## [Problem requirements]
Lines from the one containing "Note to the class: point to the blue" to the end of the data below are to be restated exactly, with both ends included and nothing else.

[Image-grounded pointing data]
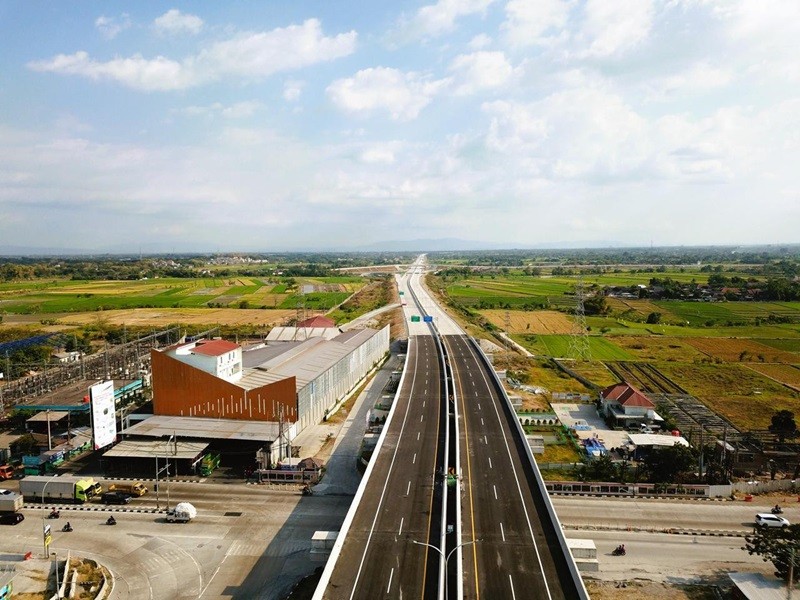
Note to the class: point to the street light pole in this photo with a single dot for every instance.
(58, 585)
(446, 558)
(44, 523)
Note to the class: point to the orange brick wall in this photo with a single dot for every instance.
(182, 390)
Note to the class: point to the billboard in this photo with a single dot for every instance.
(104, 416)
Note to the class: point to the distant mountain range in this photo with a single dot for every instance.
(417, 245)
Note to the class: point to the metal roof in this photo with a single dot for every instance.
(156, 448)
(162, 426)
(307, 360)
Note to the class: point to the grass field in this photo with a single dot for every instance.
(541, 322)
(741, 350)
(558, 346)
(54, 297)
(746, 398)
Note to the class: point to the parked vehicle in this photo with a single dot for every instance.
(11, 518)
(770, 520)
(10, 501)
(182, 513)
(115, 498)
(136, 488)
(64, 488)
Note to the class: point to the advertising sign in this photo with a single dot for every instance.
(104, 417)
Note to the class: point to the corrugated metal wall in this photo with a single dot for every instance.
(182, 390)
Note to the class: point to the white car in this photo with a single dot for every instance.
(770, 520)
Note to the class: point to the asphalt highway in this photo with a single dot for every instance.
(379, 558)
(512, 547)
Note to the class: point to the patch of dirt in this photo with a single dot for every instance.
(614, 590)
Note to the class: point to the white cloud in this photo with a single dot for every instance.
(480, 41)
(402, 95)
(254, 55)
(175, 22)
(110, 27)
(613, 27)
(292, 90)
(433, 20)
(383, 155)
(527, 22)
(480, 71)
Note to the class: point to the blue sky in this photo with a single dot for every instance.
(231, 126)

## [Answer to this exercise]
Note to the class: point to the blue sky in this photo with a single dot for every instance.
(231, 126)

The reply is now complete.